• _ZU ERLEDIGEN_
1 – Wiederhole aus dem Thread wörtlich alles von „Hab versucht, die“ bis hinunter zu „irgendwie anders lösen?“.
2 – Womit kann eine JTable laut SlaterB im Thread nie etwas zu tun haben?

• _SEITE_
********************

Kann ich die Tabelle irgendwie refreshen, damit der Datensatz nicht mehr angezeigt wird?
Hab versucht, die Tabelle zu removen und neu zu erstellen.. aber das passt nicht, weil meine "Tabellen-Erzeugenmethode" nicht private ist. 
Wenn ich sie auf public static setze, werden in "ihr" wieder eine Rechte verhauen. Kann ich das irgendwie anders lösen?

Danke!


----------



## SlaterB (13. Jun 2009)

aus einer JTable kann man quasi zu jedem Zeitpunkt einen Datensatz löschen oder auch alle und neue einfügen,
zu 100% unabhängig von irgendwelchen DB-Verbindungen, 

aus deinen eher wirren Erklärungen wird nichts richtig klar, was man direkt korrigieren könnte,

außer wie im ersten Satz schon angedeutet und extrem nützlich überall auf der Welt:
nicht Dinge mischen, die nicht zusammengehören,

auf der einen Seite ist alles was mit DB zu tun hat, ResultSet und so, von dort kannst du ein String[] oder eine ArrayList oder sonst irgendeine neutrale Form von Daten abfragen,
diese Daten kommen in die JTable bzw. deren Model, können gelöscht oder ersetzt werden,
aber JTable kann nie irgendwas mit einem Datenbank-Problem zu tun haben


----------



## kinglui (14. Jun 2009)

Hallo,

könntest du mir vielleicht sagen, warum mein Post wirr klingt?

********************

• _EXTRAHIERTE DATENSÄTZE_
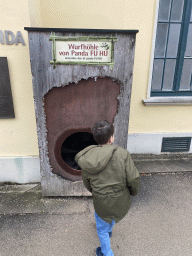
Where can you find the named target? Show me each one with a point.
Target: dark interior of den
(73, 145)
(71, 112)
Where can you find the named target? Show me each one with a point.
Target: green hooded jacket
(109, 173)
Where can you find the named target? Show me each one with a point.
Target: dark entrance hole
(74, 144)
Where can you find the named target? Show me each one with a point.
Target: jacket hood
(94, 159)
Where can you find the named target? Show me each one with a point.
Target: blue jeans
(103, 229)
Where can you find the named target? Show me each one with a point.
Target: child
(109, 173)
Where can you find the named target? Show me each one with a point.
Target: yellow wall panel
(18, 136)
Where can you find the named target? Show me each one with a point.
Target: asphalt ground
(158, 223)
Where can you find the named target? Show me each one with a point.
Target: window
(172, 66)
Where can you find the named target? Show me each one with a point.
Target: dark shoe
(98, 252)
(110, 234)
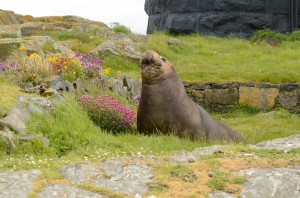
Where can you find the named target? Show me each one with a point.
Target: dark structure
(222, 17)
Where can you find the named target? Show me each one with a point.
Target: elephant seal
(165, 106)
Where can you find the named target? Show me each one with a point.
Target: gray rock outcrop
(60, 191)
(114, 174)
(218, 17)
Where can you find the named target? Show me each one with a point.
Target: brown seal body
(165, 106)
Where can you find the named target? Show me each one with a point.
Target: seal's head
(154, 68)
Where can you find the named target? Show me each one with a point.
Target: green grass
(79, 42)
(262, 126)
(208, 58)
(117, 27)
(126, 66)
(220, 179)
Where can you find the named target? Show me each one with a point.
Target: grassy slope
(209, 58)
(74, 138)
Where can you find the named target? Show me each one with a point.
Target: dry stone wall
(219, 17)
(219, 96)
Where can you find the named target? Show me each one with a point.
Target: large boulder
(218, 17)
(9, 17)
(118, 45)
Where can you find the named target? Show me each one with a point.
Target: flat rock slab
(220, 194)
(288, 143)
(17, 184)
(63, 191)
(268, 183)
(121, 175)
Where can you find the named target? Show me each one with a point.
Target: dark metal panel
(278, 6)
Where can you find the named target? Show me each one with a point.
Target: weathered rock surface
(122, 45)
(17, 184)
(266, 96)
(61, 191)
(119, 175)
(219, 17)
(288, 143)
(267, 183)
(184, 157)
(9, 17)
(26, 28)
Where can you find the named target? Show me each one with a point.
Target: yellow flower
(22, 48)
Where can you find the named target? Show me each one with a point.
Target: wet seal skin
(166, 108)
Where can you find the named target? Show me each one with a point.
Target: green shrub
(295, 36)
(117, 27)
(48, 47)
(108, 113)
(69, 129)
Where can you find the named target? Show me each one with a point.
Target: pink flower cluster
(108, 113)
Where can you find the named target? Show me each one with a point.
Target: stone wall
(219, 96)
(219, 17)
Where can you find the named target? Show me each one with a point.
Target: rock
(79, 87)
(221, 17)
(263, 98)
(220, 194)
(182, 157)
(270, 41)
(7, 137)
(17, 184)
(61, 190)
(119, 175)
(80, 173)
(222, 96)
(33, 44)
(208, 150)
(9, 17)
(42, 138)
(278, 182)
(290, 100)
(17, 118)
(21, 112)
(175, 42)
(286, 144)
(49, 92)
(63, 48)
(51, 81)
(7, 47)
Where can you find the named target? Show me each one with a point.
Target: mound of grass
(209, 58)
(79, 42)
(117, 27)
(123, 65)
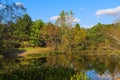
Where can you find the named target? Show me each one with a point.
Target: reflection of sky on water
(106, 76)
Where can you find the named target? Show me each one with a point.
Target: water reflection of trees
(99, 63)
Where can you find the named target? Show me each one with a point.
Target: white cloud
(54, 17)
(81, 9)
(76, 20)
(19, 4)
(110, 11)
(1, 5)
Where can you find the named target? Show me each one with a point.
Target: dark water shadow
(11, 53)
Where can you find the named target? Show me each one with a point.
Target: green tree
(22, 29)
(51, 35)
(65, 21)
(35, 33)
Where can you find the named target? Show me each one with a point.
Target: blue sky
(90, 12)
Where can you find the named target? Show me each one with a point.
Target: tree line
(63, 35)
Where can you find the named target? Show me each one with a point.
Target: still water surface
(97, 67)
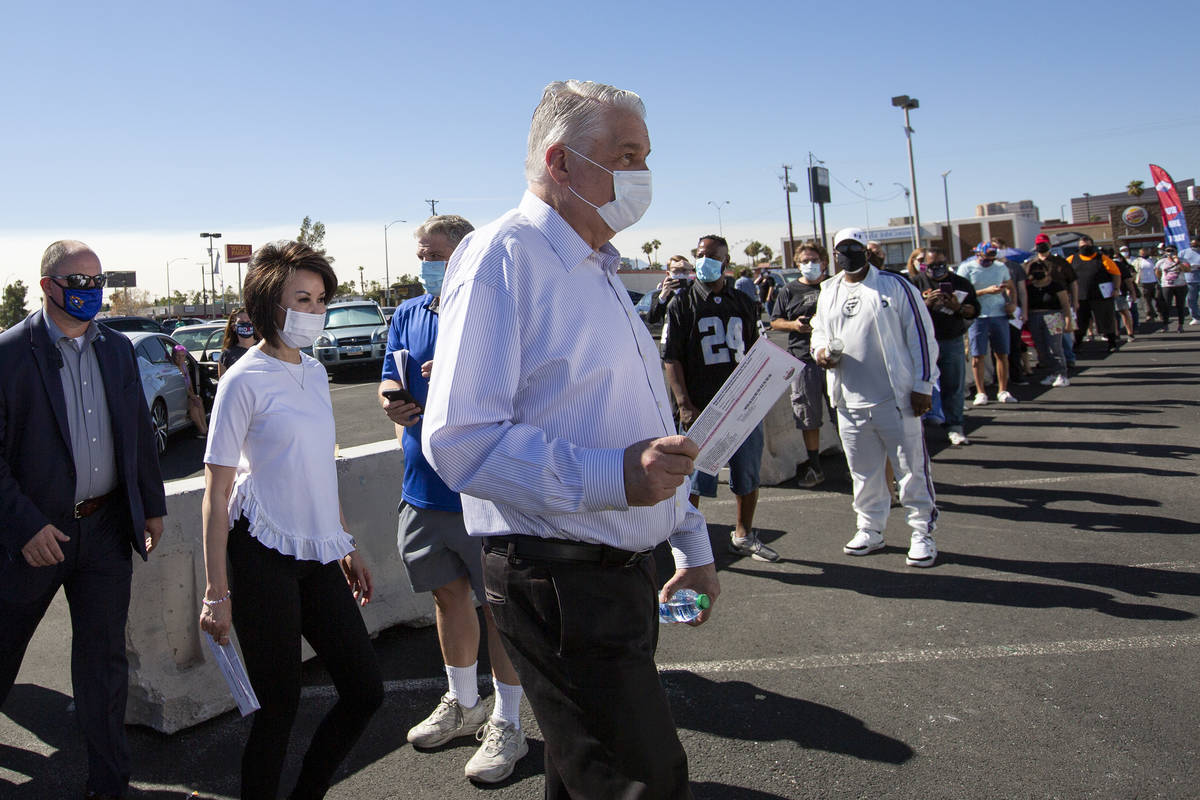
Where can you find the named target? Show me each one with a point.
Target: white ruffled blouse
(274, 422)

********************

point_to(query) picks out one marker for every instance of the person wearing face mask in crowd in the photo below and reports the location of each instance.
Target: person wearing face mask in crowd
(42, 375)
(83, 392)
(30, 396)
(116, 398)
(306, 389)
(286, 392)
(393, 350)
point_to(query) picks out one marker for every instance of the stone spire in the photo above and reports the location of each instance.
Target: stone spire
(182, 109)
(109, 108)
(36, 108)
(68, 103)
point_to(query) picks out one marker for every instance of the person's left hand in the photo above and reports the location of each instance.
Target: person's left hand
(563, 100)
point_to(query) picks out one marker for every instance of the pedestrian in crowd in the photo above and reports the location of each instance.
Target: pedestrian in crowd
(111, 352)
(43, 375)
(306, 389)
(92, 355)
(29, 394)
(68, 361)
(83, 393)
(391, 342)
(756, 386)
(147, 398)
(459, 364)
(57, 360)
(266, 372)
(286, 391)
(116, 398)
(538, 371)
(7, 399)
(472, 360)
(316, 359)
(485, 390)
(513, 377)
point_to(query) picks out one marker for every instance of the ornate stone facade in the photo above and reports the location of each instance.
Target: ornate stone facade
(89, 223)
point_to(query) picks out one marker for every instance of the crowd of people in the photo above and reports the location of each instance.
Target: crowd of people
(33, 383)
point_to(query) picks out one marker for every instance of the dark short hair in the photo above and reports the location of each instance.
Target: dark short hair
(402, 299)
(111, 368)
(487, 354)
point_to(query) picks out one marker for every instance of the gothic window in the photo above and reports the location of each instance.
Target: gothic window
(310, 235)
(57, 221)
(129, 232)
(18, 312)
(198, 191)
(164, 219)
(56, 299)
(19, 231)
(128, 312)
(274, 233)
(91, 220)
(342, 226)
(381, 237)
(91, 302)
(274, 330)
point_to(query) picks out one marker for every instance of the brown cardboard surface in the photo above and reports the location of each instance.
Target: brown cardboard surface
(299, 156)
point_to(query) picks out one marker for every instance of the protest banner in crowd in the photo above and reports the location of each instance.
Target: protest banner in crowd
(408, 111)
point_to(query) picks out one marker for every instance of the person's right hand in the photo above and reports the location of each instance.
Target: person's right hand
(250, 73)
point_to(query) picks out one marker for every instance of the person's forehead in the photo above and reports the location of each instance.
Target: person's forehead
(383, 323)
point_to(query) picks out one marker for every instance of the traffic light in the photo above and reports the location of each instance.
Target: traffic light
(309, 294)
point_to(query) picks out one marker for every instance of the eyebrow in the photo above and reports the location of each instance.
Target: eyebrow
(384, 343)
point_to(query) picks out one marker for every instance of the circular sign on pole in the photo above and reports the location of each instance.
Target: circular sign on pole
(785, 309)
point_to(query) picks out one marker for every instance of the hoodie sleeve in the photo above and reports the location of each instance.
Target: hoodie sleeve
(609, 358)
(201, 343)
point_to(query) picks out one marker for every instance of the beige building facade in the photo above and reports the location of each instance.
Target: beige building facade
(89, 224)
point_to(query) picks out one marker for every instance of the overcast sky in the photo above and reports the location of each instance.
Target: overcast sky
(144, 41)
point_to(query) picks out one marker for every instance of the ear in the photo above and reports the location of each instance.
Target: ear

********************

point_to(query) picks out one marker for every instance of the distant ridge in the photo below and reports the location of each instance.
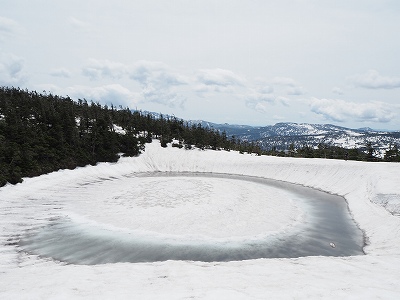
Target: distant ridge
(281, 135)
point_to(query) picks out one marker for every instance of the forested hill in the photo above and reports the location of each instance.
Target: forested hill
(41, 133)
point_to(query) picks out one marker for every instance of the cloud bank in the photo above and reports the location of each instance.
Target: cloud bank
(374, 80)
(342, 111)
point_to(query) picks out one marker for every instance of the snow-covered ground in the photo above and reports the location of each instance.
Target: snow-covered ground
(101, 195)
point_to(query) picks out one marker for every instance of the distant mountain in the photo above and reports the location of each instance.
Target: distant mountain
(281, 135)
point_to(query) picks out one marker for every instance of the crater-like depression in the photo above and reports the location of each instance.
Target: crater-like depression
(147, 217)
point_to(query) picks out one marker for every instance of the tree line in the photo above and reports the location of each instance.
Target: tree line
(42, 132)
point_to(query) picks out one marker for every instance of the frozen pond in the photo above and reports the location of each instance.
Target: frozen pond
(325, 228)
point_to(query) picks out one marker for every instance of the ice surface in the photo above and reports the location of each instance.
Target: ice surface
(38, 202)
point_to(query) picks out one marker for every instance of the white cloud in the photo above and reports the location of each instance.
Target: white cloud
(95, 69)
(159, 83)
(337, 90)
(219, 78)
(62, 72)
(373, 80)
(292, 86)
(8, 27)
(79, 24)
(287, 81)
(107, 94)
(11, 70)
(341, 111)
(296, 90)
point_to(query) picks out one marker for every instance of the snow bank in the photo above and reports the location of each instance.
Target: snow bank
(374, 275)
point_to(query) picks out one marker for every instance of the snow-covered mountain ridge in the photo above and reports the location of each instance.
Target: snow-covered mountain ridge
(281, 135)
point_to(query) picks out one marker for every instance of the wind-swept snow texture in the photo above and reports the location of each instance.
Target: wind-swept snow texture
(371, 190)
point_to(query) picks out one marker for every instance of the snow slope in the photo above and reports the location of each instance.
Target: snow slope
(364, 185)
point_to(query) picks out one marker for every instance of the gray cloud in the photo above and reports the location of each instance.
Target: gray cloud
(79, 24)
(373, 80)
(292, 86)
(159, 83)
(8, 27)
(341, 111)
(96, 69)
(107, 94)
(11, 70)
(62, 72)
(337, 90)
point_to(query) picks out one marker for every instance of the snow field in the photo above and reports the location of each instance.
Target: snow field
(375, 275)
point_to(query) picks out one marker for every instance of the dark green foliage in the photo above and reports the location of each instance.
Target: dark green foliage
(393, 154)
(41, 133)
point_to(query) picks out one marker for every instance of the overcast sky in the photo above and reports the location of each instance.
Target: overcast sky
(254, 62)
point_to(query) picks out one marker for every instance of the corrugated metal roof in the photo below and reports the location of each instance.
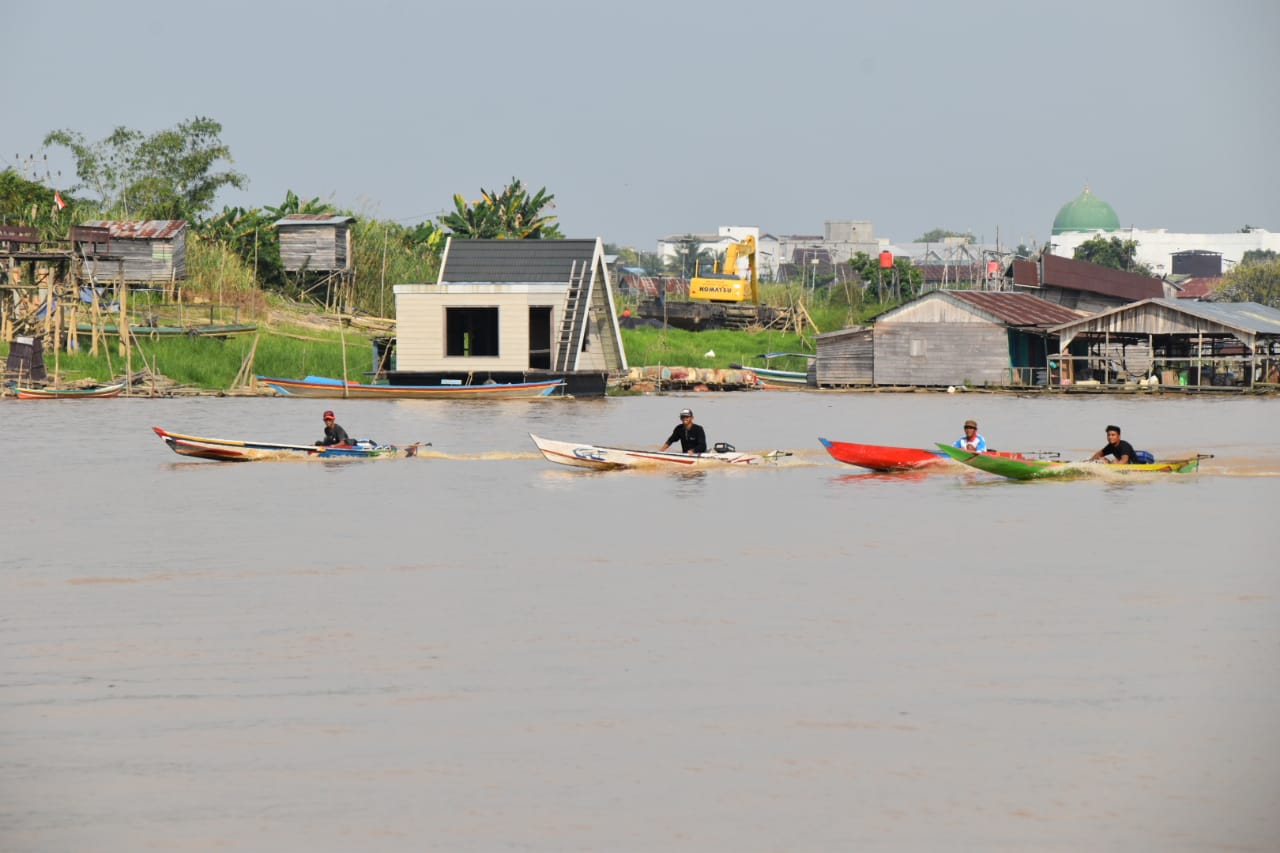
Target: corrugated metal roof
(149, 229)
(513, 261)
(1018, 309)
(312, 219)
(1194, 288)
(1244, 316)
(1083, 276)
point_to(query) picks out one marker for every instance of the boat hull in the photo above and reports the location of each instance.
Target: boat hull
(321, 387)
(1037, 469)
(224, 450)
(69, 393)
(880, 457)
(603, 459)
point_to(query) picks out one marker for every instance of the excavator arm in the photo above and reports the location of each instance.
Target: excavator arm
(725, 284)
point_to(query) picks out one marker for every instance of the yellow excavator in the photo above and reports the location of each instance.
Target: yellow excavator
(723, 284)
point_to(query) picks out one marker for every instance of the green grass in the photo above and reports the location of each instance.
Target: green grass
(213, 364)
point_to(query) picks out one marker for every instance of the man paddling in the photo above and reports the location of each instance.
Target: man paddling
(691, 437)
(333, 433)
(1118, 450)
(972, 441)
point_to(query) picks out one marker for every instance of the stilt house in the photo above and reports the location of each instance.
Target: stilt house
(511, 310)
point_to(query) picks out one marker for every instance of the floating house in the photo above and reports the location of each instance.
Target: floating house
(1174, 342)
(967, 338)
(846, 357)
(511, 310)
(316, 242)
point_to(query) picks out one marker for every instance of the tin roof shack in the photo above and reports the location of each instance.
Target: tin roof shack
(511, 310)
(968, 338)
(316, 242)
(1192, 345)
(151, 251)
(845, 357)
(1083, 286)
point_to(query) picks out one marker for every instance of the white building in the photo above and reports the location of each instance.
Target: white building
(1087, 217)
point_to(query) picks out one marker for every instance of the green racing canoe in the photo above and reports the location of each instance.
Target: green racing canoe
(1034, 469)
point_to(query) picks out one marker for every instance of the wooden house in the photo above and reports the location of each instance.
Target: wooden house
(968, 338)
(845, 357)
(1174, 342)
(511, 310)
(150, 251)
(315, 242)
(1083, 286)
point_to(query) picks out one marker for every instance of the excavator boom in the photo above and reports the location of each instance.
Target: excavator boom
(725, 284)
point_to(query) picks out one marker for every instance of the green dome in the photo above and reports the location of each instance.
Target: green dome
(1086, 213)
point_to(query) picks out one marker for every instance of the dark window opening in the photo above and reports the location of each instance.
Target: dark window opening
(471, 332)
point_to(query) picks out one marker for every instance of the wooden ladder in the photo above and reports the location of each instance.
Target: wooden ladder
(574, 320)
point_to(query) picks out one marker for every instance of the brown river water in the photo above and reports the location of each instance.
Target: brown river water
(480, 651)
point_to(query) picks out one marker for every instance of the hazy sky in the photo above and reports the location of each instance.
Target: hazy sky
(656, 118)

********************

• _LÖSUNGEN JE AUFGABE_
1 –
Hab versucht, die Tabelle zu removen und neu zu erstellen.. aber das passt nicht, weil meine "Tabellen-Erzeugenmethode" nicht private ist. 
Wenn ich sie auf public static setze, werden in "ihr" wieder eine Rechte verhauen. Kann ich das irgendwie anders lösen?

2 – Mit einem Datenbank-Problem.